SET PROBLEM 1:
Can you reproduce the part of the unfair dismissal appeal decision starting at "[4] The background" and ending at "in this decision."?
SET PROBLEM 2:
How would you write the next part of the unfair dismissal appeal decision, picking up right after its final sentence?

EXCERPT:
•••
[2016] FWCFB 7677 [Note: An application relating to this matter has been filed in the Federal Court - refer to the Federal Court decision dated 22 September 2017 [2017] FCA 1129 for result of appeal.]
FAIR WORK COMMISSION

DECISION

Fair Work Act 2009
s.604—Appeal of decision

Fahmid Rahman
v
Australian Taxation Office
(C2016/4652)

SENIOR DEPUTY PRESIDENT DRAKE
DEPUTY PRESIDENT ASBURY
COMMISSIONER SAUNDERS

SYDNEY, 18 NOVEMBER 2016

Appeal against decision [2016] FWC 4575 of Deputy President Bull at Sydney on 8 July 2016 in matter number U2015/11672-permission to appeal refused.

[1] This decision concerns an application for permission to appeal and an appeal against the Decision 1  of Deputy President Bull dated 8 July 2016 (the Decision) which arose from an application for an unfair dismissal remedy pursuant to s.394 of the Fair Work Act 2009 (the Act) lodged by Mr Rahman.

[2] Deputy President Bull found that the Commonwealth of Australia (as represented by the Australian Taxation Office) (ATO) had a valid reason for the termination of Mr Rahman’s employment. That valid reason arose from a 9 March 2011 application for an APS 6 Compliance Officer position in the name of Mohammed Ahsanul Haque. Deputy President Bull found that Mr Rahman had acted in breach of the Code of Conduct by either completing the false application or knowingly assisting Mr Haque to do so. He concluded that the termination of Mr Rahman’s employment was not harsh, unjust or unreasonable and he dismissed Mr Rahman’s application.

[3] Both parties were given permission to be legally represented at the hearing of the application for permission to appeal which was listed for hearing on Friday, 23 September 2016. Mr Rahman was represented by Mr Rogers of Counsel. The respondent was represented by Mr Glover of Counsel, instructed by Ms Lenard of K&L Gates, Solicitors.

[4] The background to this application was extensively summarised by Deputy President Bull. We do not consider it necessary to repeat that summary in this decision.

Grounds of Appeal

[5] Mr Rogers tendered by consent, and relied upon, an amended Notice of Appeal in which Grounds 9 and 10 were additional to those set out in the original Notice of Appeal. He provided Written Submissions 2 in support of those Grounds of Appeal including the additional grounds. The Grounds of Appeal are set out below.
•••
DATA SECTION:
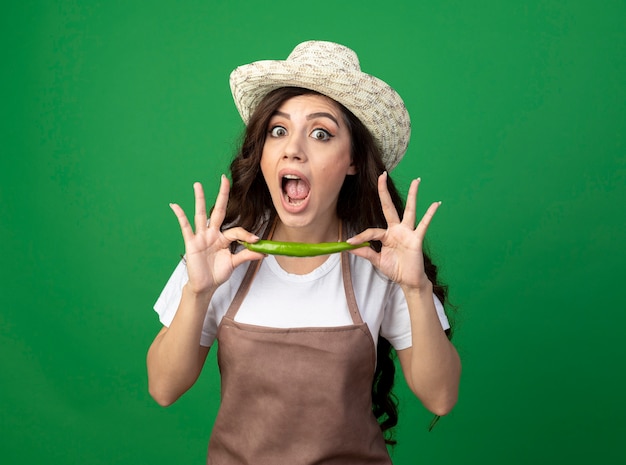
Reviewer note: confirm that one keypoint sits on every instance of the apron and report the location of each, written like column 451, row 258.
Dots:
column 296, row 396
•••
OUTPUT 1:
[4] The background to this application was extensively summarised by Deputy President Bull. We do not consider it necessary to repeat that summary in this decision.

OUTPUT 2:
“1. The Learned Deputy President erred in concluding that the Appellant completed or assisted in the creation of a false job application on or about 9 March 2011 (‘the 2011 Application’) in the name of one Muhammad Ahsanul Haque (‘Mr Haque’).

2. In particular, having concluded that the Appellant did not complete or assist in creating other false job applications (‘the Subsequent Applications’) in the name of Mr Haque, or alternatively in concluding that there was no sufficient basis to establish that the Appellant had completed or assisted in creating such other false job applications, the Learned Deputy President erred in failing to draw the necessary inference that the Appellant had not completed or assisted in the creation of the 2011 Application or alternatively that there was an insufficient basis to establish that the Appellant had completed or assisted in creating the 2011 Application.

3. Further or in the alternative, in so far as the Learned Deputy President failed to find that the Appellant had not completed or assisted in the creation of the Subsequent Applications, the Learned Deputy President was in error.

4. Further, the Learned Deputy President, in determining the matter on the balance of probabilities, failed to give sufficient weight to the inherent probability that the Appellant had not completed or participated in the creation of the 2011 Application having regard to:

(i) The seriousness of the allegations made against the Appellant;

(ii) The possible consequences for the Appellant of having done so.

5. Further, the learned Deputy President erred in failing to have regard to, or sufficient regard to, the significance of the fact that the Appellant had drawn the matter to the attention of the Respondent and in failing to draw inferences in favour of the Appellant which necessarily flowed from that fact.

6. The Learned Deputy President erred in concluding that the Respondent employer had discharged its evidentiary onus by conducting an extensive investigation into the relevant matters surrounding the alleged misconduct of the Appellant.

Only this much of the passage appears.